• _INSTRUCTIONS FOR THE TASK_
Restate the entries word for word, omitting nothing.

"""

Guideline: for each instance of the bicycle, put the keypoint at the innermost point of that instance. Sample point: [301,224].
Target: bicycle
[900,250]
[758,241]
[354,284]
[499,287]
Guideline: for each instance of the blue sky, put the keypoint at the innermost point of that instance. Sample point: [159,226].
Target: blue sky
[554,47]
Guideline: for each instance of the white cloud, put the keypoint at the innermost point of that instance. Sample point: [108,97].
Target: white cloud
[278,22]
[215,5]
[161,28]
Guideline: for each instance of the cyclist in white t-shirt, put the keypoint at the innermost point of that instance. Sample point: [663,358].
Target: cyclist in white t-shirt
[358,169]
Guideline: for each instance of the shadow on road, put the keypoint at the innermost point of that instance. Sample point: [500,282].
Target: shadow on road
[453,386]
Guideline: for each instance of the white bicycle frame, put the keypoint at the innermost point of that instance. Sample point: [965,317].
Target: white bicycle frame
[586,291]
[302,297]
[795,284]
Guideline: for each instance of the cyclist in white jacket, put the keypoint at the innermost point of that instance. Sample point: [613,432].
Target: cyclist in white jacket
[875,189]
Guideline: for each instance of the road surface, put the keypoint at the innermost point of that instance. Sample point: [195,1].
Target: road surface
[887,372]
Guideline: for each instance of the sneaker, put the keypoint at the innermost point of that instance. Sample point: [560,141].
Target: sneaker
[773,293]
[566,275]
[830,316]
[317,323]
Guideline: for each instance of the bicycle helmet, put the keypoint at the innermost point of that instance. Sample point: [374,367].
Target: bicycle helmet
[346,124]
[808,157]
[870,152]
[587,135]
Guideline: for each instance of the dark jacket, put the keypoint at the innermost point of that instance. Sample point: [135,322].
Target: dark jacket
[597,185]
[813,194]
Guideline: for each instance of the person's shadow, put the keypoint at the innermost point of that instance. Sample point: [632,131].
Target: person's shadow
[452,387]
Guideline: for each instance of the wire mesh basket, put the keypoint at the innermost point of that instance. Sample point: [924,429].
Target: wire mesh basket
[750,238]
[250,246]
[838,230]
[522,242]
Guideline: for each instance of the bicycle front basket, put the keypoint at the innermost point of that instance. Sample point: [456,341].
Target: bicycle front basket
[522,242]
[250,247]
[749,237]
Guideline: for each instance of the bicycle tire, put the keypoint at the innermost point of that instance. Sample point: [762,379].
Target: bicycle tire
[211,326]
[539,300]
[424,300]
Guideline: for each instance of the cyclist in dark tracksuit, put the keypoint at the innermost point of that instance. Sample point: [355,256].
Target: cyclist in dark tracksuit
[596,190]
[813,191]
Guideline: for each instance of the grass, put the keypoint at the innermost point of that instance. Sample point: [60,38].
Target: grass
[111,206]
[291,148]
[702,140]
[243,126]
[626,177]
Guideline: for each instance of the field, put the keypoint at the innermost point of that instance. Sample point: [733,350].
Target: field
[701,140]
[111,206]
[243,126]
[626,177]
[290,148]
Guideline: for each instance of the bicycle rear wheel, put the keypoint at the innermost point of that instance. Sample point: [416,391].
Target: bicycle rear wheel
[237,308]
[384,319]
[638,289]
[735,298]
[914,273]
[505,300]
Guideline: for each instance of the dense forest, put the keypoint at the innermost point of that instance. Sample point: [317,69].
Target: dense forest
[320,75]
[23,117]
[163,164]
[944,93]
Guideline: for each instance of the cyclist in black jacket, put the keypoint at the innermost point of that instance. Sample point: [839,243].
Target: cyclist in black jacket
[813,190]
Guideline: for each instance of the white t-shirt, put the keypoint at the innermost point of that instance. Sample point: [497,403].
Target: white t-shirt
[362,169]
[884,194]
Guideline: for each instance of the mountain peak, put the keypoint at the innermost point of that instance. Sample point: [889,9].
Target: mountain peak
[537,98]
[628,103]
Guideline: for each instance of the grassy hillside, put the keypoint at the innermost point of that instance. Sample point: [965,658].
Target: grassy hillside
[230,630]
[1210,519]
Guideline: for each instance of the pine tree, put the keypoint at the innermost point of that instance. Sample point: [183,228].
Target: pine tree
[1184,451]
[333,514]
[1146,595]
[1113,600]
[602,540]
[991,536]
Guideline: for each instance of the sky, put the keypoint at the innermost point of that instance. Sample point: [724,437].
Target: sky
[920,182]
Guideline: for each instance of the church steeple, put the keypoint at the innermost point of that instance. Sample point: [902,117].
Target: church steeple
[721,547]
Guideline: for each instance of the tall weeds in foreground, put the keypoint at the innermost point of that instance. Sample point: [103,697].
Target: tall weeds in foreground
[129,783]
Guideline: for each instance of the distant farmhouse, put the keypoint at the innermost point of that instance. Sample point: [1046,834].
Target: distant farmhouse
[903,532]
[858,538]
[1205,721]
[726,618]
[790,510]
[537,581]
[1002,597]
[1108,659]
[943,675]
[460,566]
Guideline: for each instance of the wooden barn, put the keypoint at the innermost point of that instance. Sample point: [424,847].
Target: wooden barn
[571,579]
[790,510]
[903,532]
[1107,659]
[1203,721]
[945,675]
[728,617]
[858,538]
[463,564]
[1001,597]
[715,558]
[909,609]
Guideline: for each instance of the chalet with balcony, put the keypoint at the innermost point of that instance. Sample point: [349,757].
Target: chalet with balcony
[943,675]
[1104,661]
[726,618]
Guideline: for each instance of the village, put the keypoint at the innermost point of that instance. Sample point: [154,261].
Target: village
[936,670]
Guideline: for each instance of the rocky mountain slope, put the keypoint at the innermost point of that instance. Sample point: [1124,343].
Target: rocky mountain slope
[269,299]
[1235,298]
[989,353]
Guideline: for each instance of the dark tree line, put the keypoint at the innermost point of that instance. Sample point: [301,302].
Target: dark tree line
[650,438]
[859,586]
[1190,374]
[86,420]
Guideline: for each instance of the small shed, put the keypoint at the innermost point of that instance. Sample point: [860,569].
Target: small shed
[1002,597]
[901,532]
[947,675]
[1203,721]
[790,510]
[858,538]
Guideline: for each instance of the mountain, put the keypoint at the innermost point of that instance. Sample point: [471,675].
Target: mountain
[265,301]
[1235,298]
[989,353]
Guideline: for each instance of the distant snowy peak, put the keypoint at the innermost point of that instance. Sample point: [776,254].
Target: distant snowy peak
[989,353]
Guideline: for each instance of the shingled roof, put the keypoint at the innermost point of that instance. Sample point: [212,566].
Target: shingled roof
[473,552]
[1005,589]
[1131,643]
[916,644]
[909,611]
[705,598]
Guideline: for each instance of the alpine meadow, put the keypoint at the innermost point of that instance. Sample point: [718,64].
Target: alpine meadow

"""

• _RESULT FOR THIS EXERCISE_
Guideline: for each instance of the bicycle, put the keypoint at the innermost point of that instance. Sample point: [301,224].
Target: bicycle
[900,250]
[758,241]
[354,284]
[499,287]
Guideline: for each instance of the blue sky, put the keypoint at the innermost point of that instance. Sample point: [159,226].
Target: blue sky
[554,47]
Guideline: for each instance of the white cloud, put the keypoint at the innermost point of that instance. Sample point: [108,97].
Target: white cloud
[278,22]
[215,5]
[161,28]
Guideline: for each instance of the cyclist in white t-shirt, put the keypoint at the innermost point of that instance. Sample point: [663,358].
Target: cyclist in white t-shirt
[358,169]
Guideline: for each instance of the shadow on road, put the keypoint at the innermost point of that instance. Sample point: [500,282].
Target: shadow on road
[453,386]
Guideline: for each instance of the white bicycle frame, put the keypoint at the innermost point of that instance. Sample point: [965,317].
Target: white bicycle frame
[586,291]
[302,297]
[795,284]
Guideline: for each instance of the cyclist in white jacket, put the keypoint at the innermost point of that instance. Sample point: [613,432].
Target: cyclist in white jacket
[875,189]
Guideline: for each instance of the road surface, put the keypoint at the innermost point of that instance. Sample point: [195,1].
Target: road surface
[887,372]
Guideline: for each instance of the sneaker, put the keypoint at the innermost point of that instance. Sample point: [560,141].
Target: sneaker
[773,293]
[566,275]
[830,316]
[317,323]
Guideline: for each instance of the bicycle helmet, put the keypoint at the innermost point of that instance. Sample point: [374,367].
Target: bicycle helmet
[346,124]
[808,157]
[870,152]
[587,135]
Guideline: for each instance of the dark jacket, put the keypoint at the innermost point of that instance. Sample point: [135,322].
Target: dark jacket
[597,185]
[813,194]
Guideline: for each instance of the person's shadow, put the keypoint at the innermost point of that instance. Sample point: [632,131].
Target: person's shadow
[452,387]
Guideline: for each instance of the wire mesh basket, put the keypoint at the innermost point of that instance. Sample point: [924,429].
Target: wire mesh basket
[750,238]
[250,246]
[838,230]
[522,242]
Guideline: for each instance of the bicycle front basket, put the keypoint at the innermost point of that instance. Sample point: [456,341].
Target: bicycle front basket
[522,242]
[250,247]
[749,237]
Guideline: for each instance of the bicycle tire, put the keypoint at the innermost point of that instance. Sample point: [762,379].
Target: bicycle tire
[211,326]
[539,300]
[424,300]
Guideline: for each instance of the cyclist in dark tracksuit, put the keypoint at the innermost point of that instance. Sample point: [355,256].
Target: cyclist in dark tracksuit
[596,190]
[813,191]
Guideline: for each instance of the grass, put the keypoint at the innermost point of that instance. Sample point: [60,38].
Target: grass
[111,206]
[291,148]
[702,140]
[243,126]
[626,177]
Guideline: for each instance of the field, put the keypoint at the innermost point of that instance. Sample point: [733,350].
Target: field
[701,140]
[111,206]
[243,126]
[626,177]
[290,148]
Guideline: for each instance of the bicycle rear wheel, put the keypoint at the innermost point of that instance. Sample point: [416,391].
Target: bicycle rear wheel
[237,308]
[384,319]
[638,289]
[735,298]
[914,273]
[505,300]
Guideline: for each instance of the dense forest, put the keypoint at the innermost point of that instance. Sample point: [317,69].
Target: dense forest
[320,75]
[23,117]
[163,164]
[944,93]
Guideline: for each instance of the cyclist in black jacket, put the keypoint at the innermost point of that instance. Sample point: [839,243].
Target: cyclist in black jacket
[813,190]
Guideline: for each instance of the white t-shirt, put the keypoint at the innermost point of that instance. Sample point: [497,403].
Target: white t-shirt
[362,169]
[884,194]
Guideline: for each instance of the mountain peak, put the keypoint at the innermost point of that instance. Sample point: [889,9].
Target: mountain peak
[537,98]
[628,103]
Guideline: for each instance of the grassy hillside, put the keypoint at the innermost point of that instance. Sample point: [965,658].
Target: grassy hillside
[230,630]
[1210,519]
Guideline: for each instance of the pine tree, put the keypoint at the innermost point of that instance. Sample point: [183,228].
Target: pine tree
[1184,451]
[333,514]
[1146,595]
[1113,600]
[602,540]
[991,536]
Guideline: for each instance of the sky, put the keypoint at the innermost point of that instance. Sample point: [724,437].
Target: sky
[920,182]
Guideline: for each instance of the church steeple, put the keypoint at the innermost point of that instance. Sample point: [902,117].
Target: church steeple
[721,547]
Guideline: for each instance of the tall weeds in foreground, put the keypoint at the innermost point of that instance. Sample point: [103,697].
Target: tall weeds in foreground
[129,783]
Guideline: for each instance of the distant farmhouse, put the keypoint at the innermost point of that instance. Sample point: [1046,834].
Target: distant farmhouse
[903,532]
[858,538]
[1205,721]
[726,618]
[790,510]
[537,581]
[1002,597]
[1108,659]
[943,675]
[460,566]
Guideline: for each instance of the wooden barn, put the keypoint at the innermost point of that instance. Sample point: [424,847].
Target: wooden barn
[571,579]
[790,510]
[903,532]
[1107,659]
[1203,721]
[945,675]
[728,617]
[858,538]
[463,564]
[1001,597]
[715,558]
[909,609]
Guideline: for each instance of the chalet with balcony, put the keypoint at the innermost point of that instance. Sample point: [349,757].
Target: chalet with balcony
[943,675]
[1104,661]
[726,618]
Guideline: for each instance of the village, put the keypoint at the innermost point of that instance. Sample point: [154,261].
Target: village
[936,670]
Guideline: for each instance of the rocky mountain slope, put the keypoint at the innermost point of that instance. Sample point: [1124,343].
Target: rocky mountain slope
[269,299]
[1235,298]
[989,353]
Guideline: for each instance of the dark tree line, put the keypoint at the innermost point of that instance. Sample point: [301,302].
Target: dark tree line
[650,438]
[859,586]
[1190,374]
[86,420]
Guideline: for each instance of the small shed, put the keypoint at the innermost point of that instance. Sample point: [860,569].
Target: small shed
[1002,597]
[901,532]
[947,675]
[1203,721]
[790,510]
[858,538]
Guideline: for each instance of the mountain, put the keypoint at the innermost point of that instance. Sample point: [471,675].
Target: mountain
[265,301]
[1235,298]
[989,353]
Guideline: for each instance of the distant snowy peak, put the keypoint at the innermost point of that instance. Sample point: [776,254].
Target: distant snowy peak
[989,353]
Guideline: for each instance of the shingled roof, put the keypoint at the innermost point of that instance. Sample point: [212,566].
Target: shingled roof
[473,552]
[1005,589]
[1131,643]
[916,644]
[909,611]
[705,598]
Guideline: for each instance of the alpine meadow, put the keypoint at the innermost point of that instance. Sample point: [718,64].
Target: alpine meadow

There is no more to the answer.